• _Instruction_:
Write out every line of the listing below as a numbered list, skipping any blank lines. Do not include the pictures in your answer.

(Coordinate labeling listing)

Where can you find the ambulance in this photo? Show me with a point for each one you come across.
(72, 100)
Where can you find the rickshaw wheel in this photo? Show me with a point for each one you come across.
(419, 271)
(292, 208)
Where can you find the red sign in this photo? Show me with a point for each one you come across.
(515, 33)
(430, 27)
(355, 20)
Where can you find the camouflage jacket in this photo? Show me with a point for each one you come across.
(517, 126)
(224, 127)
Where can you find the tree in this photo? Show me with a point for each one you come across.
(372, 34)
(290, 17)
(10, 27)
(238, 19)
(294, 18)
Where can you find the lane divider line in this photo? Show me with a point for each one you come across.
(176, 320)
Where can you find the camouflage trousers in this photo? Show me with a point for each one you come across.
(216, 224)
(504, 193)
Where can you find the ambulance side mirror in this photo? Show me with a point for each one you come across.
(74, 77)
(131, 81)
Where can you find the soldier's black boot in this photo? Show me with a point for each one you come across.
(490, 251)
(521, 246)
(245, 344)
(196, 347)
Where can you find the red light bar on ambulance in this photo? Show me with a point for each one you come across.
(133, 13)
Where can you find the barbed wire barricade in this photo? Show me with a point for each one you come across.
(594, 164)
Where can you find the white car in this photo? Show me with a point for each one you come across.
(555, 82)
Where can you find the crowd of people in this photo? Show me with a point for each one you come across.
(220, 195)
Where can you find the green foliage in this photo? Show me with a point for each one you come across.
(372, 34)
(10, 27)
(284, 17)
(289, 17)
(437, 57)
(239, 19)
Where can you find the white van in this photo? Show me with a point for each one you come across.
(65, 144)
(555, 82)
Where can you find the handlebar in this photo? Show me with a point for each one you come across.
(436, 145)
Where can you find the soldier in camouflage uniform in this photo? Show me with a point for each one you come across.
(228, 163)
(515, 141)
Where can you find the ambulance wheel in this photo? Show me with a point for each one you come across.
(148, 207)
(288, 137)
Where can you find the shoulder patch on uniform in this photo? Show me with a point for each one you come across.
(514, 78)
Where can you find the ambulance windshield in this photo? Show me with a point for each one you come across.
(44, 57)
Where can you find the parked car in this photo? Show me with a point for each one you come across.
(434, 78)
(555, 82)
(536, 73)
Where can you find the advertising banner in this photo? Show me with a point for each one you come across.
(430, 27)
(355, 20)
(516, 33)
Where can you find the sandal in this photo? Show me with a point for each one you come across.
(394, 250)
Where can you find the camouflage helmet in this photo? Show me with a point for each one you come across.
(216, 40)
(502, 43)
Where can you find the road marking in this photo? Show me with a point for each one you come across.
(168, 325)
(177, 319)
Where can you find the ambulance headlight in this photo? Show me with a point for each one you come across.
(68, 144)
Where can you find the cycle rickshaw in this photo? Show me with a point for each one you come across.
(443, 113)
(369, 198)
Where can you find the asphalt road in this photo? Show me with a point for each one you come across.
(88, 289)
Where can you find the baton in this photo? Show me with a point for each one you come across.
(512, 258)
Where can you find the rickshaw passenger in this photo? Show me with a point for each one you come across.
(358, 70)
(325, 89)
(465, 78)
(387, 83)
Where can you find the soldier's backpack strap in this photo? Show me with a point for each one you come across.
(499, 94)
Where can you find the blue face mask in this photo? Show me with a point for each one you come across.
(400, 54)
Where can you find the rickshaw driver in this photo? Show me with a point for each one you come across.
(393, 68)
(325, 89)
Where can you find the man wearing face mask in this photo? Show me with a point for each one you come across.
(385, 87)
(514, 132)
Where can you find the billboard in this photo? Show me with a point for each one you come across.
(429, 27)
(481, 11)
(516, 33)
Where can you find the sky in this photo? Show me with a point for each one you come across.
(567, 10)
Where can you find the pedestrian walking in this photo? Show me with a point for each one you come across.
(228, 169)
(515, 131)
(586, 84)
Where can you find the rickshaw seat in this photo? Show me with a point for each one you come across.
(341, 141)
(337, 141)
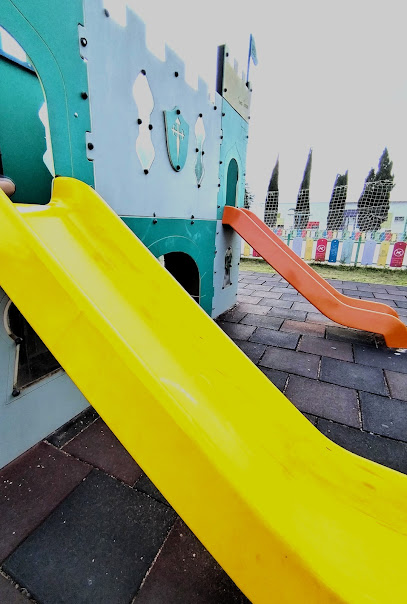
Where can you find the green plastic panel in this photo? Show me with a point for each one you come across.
(22, 134)
(48, 32)
(196, 238)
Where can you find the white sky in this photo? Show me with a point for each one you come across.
(331, 75)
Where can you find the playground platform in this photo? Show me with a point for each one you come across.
(80, 522)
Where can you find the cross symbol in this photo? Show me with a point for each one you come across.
(178, 133)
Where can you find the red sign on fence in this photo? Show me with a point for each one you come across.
(321, 249)
(398, 254)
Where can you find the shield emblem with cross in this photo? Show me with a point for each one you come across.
(177, 131)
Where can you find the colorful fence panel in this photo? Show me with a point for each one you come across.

• _Output below_:
1. Where can you find the ambulance in this photo? Show me with a point for each one you come across.
2. (72, 100)
3. Where can you find the rickshaw wheel in this photo? Show me with a point for each one you come across.
4. (419, 271)
5. (292, 208)
6. Where can you find the red sign in this photo? Show me with a point for each one you come across.
7. (515, 33)
8. (430, 27)
9. (355, 20)
10. Where can you find the camouflage jacket in this photo? Show me with a point for each one you come across.
11. (517, 126)
12. (224, 127)
13. Where can you find the tree in this photo? Show me with a point for each one you come across.
14. (372, 34)
15. (290, 17)
16. (10, 27)
17. (238, 19)
18. (294, 18)
19. Where can you find the lane divider line in this photo? Show me with a point for each one you come across.
20. (176, 320)
21. Where can you find the camouflage trousers in this photo? Show me with a point for each one you come across.
22. (216, 224)
23. (504, 193)
24. Where can you find the ambulance side mirror in this photo? Show me with a point for each one you come across.
25. (74, 77)
26. (131, 81)
27. Where can you find the soldier's black boot in this photo? Show me with a point for each one you come across.
28. (490, 251)
29. (521, 246)
30. (245, 344)
31. (196, 347)
32. Where can you find the red light bar on ambulance in this photo? Show me with a point for each one you come across.
33. (133, 13)
34. Where can you find the barbed wire barricade in this photo? Show me with a point for each one you come across.
35. (594, 164)
36. Where can you find the white car in this photo? Show me with a point for each one you come across.
37. (555, 82)
38. Where can you find the crowd of people in this photo? Show me with a point for each one you come across.
39. (220, 195)
40. Where can you find the green foliage in this photo? Show me with a point for each one you come across.
41. (372, 34)
42. (10, 27)
43. (284, 17)
44. (289, 17)
45. (437, 57)
46. (239, 19)
47. Where can you find the white van in this photo? Show me with a point for each one you come across.
48. (65, 144)
49. (555, 82)
50. Where can you find the handlebar in this photo? Show me with a point for each one you come across.
51. (436, 145)
52. Where can you find the soldier in camouflage uniform in this photo? Show me with a point for each one you come across.
53. (228, 163)
54. (515, 141)
55. Where can you find the ambulance wheel in this photo? Show me with a point for each one you come across.
56. (148, 207)
57. (288, 137)
58. Where can you find the shoulder patch on uniform in this photo? Show me with a point for each one you come across.
59. (514, 78)
60. Where can you find the ambulance windshield in this photo? Show me with a point for each one you come across.
61. (44, 57)
62. Where can you find the parked car in this photo? Show me with a point for each one you come across.
63. (434, 78)
64. (555, 82)
65. (536, 73)
66. Where can you find the advertising banner in this photo? Show me with a point for each one you come across.
67. (430, 27)
68. (355, 20)
69. (516, 33)
70. Where can you find the sandal in this photo? Show me with a point for each one you come across.
71. (394, 250)
72. Where can you find the camouflage helmet in this photo? Show me with a point for each one you come across.
73. (216, 40)
74. (502, 43)
75. Where can you find the road marking in this photo? Show me with a point for each one you come across.
76. (168, 325)
77. (177, 319)
78. Where can you find the ambulance headlight in this photo? Show me with a point for each one you come across.
79. (68, 144)
80. Where can you find the cycle rickshaw in this photo? Show me with a point for each one you come across.
81. (443, 113)
82. (369, 198)
83. Where can you find the asphalt road in this photo? Show me with a point for each one you come across.
84. (88, 289)
85. Where can you find the baton in this photo? Show me with a point for each one you come across.
86. (512, 258)
87. Where can you find the rickshaw passenger in this photo? Show me with a point for each one you come across.
88. (358, 70)
89. (325, 89)
90. (465, 78)
91. (387, 83)
92. Where can you find the soldier's backpack strap in this photo? Show me with a point for each one you come across.
93. (499, 94)
94. Where can you find the blue face mask in this photo? Show me with a point for each one you come across.
95. (400, 54)
96. Where can you find the rickshaw driver in this photo? Show me with a point for each one you come across.
97. (393, 68)
98. (325, 89)
99. Where can you find the man wearing face mask in this photo? Show me with a point for each one you come across.
100. (385, 87)
101. (514, 132)
102. Where can you find the billboard in this photo? Show me with a point for each one you come across.
103. (429, 27)
104. (481, 11)
105. (516, 33)
106. Where can you find the sky in this photo? Show me with a point for each one you come across.
107. (567, 10)
108. Where can you find the pedestrian walking in this photo? Show me with a point for each one you come across.
109. (228, 169)
110. (515, 131)
111. (586, 84)
112. Where can you find the rickshaw seat in this photo? Show me with a point for each one you come across.
113. (341, 141)
114. (337, 141)
115. Where can you find the green plastic panel in this photo? Show me with a point for each one you come across.
116. (22, 134)
117. (48, 32)
118. (196, 238)
119. Where can you find the white sky in this photo? Show me with a point for each one you come across.
120. (331, 75)
121. Where can you find the playground platform in this photo? Show me with a point for each one you come across.
122. (80, 522)
123. Where can you find the cross symbol in this photo? Show me with a point for each one you come across.
124. (178, 133)
125. Where can you find the red sign on fence in this photo? Show me with a point for each one you come across.
126. (321, 249)
127. (398, 254)
128. Where can you find the shield emblem with cross in this photo? Show me with a point for each one you come across.
129. (177, 131)
130. Where can you find the colorful fence panel in this photo? Show me with a point for each one you come across.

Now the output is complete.